** Begin Entries supplied **
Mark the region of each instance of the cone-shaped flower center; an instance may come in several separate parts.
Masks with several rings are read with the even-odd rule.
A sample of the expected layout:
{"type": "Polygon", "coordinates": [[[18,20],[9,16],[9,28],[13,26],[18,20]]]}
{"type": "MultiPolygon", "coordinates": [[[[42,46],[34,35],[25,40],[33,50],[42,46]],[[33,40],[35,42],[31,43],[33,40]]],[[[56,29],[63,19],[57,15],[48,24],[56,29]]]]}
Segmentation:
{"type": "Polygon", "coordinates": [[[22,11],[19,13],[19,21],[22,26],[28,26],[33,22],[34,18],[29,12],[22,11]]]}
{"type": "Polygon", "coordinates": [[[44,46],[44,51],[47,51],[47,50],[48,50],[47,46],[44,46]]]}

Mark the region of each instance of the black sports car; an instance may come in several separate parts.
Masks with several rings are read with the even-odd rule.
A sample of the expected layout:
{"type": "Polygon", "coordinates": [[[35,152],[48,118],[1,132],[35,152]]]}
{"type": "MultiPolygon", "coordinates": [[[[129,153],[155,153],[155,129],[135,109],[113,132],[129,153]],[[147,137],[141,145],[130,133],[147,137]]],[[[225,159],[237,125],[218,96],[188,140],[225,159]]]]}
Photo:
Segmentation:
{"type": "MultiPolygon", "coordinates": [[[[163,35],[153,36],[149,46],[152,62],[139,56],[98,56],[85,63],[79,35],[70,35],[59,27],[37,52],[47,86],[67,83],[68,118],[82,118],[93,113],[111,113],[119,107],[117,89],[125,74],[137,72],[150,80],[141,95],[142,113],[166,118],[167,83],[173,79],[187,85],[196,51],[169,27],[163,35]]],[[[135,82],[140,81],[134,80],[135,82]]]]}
** End Entries supplied **
**Exercise**
Retype every line of the material above without changing anything.

**Task output**
Mark the region of each instance of the cone-shaped flower center; an instance may come in several separate parts.
Masks with several rings are read with the even-odd rule.
A sample of the expected layout:
{"type": "Polygon", "coordinates": [[[18,20],[9,16],[9,28],[13,26],[18,20]]]}
{"type": "MultiPolygon", "coordinates": [[[[42,46],[34,35],[25,40],[33,50],[42,46]],[[33,40],[35,42],[31,43],[33,40]]],[[[56,29],[63,19],[57,15],[48,24],[56,29]]]]}
Segmentation:
{"type": "Polygon", "coordinates": [[[22,11],[19,13],[19,21],[22,26],[28,26],[33,22],[34,18],[29,12],[22,11]]]}
{"type": "Polygon", "coordinates": [[[44,46],[44,51],[47,51],[47,50],[48,50],[47,46],[44,46]]]}

Mark the region of each instance of the black sports car; an instance may come in several separate parts.
Masks with several rings are read with the even-odd rule.
A sample of the expected layout:
{"type": "Polygon", "coordinates": [[[35,152],[48,118],[1,132],[35,152]]]}
{"type": "MultiPolygon", "coordinates": [[[[129,153],[155,153],[155,129],[135,109],[113,132],[129,153]],[[147,137],[141,145],[130,133],[147,137]]],[[[225,159],[237,125],[218,96],[188,140],[225,159]]]]}
Photo:
Segmentation:
{"type": "MultiPolygon", "coordinates": [[[[163,35],[153,36],[149,46],[152,62],[139,56],[98,56],[85,63],[79,35],[70,35],[59,27],[37,52],[47,86],[67,83],[68,118],[82,118],[93,113],[111,113],[119,107],[117,89],[125,74],[137,72],[150,80],[141,95],[142,113],[166,118],[167,83],[173,79],[187,85],[196,51],[169,27],[163,35]]],[[[135,82],[140,81],[134,80],[135,82]]]]}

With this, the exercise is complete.